Soluble breaker materials may also tend to leak off into the
formation, where they are no longer effective.
[0007] Historically, the industry has used a method for selectively
reducing the water production from a hydrocarbon reservoir. The
treatment fluid is comprised of 5-40 weight percent of a
water-immiscible dissolved compound based on a cyclic carbonic acid
such as abietic acid and capable of forming a precipitate that is
substantially soluble in hydrocarbon and substantially insoluble in
water. This system, however, does not impart long-lasting
effectiveness in higher permeability rocks.
Another historical approach uses a chemical treatment that
selectively reduces water production. Such treatments employ
polymeric relative permeability modifier and an organosilicon
compound. Although the relative permeability modifiers are
effective in reducing the water, they also reduce oil production to
some extent.
[0008] Embodiments of the present invention provide further
approaches and methods to improve the clean-up of hydraulic
fracturing treatments.

Work order 1:
From the patent excerpt, return the passage from "[0007] Historically, the" to "some extent.".
Work order 2:
According to the patent excerpt, what drawback do relative permeability modifiers have despite being effective in reducing water?

Supplied records:
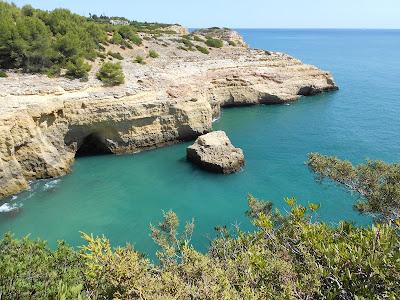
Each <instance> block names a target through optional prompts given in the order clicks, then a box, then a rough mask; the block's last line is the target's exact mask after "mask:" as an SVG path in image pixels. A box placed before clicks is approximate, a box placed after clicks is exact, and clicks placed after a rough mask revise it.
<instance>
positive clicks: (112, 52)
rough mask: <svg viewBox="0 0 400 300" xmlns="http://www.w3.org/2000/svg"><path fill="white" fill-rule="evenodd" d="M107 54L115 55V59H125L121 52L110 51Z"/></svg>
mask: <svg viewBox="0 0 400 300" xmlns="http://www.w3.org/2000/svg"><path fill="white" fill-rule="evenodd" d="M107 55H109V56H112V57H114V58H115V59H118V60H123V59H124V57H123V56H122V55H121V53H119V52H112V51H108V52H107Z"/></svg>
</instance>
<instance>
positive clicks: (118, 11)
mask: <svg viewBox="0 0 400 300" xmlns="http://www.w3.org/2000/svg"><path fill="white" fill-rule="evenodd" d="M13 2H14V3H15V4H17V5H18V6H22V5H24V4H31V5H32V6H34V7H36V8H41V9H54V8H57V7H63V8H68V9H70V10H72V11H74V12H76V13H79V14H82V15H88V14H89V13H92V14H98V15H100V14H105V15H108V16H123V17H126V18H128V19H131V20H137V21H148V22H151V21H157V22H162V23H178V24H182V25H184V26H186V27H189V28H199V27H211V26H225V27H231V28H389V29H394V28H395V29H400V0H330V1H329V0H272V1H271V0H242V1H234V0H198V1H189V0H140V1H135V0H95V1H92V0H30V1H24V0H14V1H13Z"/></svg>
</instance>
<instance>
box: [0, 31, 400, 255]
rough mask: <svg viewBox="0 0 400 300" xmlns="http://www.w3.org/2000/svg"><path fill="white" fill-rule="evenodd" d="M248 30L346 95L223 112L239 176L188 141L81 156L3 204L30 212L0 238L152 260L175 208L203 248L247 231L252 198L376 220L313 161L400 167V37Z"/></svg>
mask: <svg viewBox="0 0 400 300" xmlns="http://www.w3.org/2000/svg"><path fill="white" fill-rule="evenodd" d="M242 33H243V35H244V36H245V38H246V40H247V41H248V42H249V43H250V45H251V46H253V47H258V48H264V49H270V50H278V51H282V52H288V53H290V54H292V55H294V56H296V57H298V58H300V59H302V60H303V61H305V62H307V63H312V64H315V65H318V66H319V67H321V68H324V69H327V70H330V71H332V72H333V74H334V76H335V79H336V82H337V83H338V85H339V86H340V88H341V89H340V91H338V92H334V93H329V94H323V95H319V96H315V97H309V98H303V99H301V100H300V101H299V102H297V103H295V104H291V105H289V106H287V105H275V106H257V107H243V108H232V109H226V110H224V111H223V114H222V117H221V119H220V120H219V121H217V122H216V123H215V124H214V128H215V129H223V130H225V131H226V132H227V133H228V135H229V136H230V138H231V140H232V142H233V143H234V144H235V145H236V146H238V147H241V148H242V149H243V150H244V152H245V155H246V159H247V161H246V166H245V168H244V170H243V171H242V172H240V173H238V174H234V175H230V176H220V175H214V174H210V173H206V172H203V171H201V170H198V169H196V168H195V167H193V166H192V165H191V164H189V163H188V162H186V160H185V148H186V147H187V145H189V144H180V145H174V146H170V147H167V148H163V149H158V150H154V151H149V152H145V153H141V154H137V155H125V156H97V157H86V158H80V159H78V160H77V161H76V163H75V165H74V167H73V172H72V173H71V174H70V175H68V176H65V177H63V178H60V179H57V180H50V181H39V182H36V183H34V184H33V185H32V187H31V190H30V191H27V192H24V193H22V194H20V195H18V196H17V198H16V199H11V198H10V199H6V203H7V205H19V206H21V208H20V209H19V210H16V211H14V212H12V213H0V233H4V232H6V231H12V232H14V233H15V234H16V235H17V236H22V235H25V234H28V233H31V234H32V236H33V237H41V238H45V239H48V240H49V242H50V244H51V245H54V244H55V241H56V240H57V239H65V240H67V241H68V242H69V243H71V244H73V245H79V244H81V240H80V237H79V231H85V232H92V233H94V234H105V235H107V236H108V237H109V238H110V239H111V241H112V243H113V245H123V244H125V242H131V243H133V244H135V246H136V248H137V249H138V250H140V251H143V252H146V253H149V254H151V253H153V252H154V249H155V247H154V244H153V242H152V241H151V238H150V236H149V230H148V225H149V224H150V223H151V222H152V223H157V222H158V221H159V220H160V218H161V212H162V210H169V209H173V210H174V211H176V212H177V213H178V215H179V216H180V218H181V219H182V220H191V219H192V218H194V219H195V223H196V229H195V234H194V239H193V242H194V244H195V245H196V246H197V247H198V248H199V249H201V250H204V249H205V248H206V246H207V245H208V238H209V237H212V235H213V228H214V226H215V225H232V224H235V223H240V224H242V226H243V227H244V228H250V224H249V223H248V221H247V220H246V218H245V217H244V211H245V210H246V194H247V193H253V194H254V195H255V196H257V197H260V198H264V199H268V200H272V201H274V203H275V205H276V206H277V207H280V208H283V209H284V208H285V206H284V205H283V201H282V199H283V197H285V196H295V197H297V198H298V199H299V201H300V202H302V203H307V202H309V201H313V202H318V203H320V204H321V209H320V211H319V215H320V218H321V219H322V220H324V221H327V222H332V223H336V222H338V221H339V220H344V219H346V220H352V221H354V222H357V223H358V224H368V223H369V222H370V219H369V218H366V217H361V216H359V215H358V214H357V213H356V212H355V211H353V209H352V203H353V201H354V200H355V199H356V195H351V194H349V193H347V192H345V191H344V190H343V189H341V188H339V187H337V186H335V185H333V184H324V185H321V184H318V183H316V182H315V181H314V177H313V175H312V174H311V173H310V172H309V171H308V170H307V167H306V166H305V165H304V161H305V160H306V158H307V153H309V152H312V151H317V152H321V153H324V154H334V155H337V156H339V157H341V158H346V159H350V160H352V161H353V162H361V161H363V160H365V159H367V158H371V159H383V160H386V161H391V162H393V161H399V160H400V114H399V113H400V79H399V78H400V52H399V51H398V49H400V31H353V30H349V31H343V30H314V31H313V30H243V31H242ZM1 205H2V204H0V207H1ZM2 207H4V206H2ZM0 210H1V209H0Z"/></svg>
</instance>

Exercise solution 1:
[0007] Historically, the industry has used a method for selectively
reducing the water production from a hydrocarbon reservoir. The
treatment fluid is comprised of 5-40 weight percent of a
water-immiscible dissolved compound based on a cyclic carbonic acid
such as abietic acid and capable of forming a precipitate that is
substantially soluble in hydrocarbon and substantially insoluble in
water. This system, however, does not impart long-lasting
effectiveness in higher permeability rocks.
Another historical approach uses a chemical treatment that
selectively reduces water production. Such treatments employ
polymeric relative permeability modifier and an organosilicon
compound. Although the relative permeability modifiers are
effective in reducing the water, they also reduce oil production to
some extent.

Exercise solution 2:
They also reduce oil production to some extent.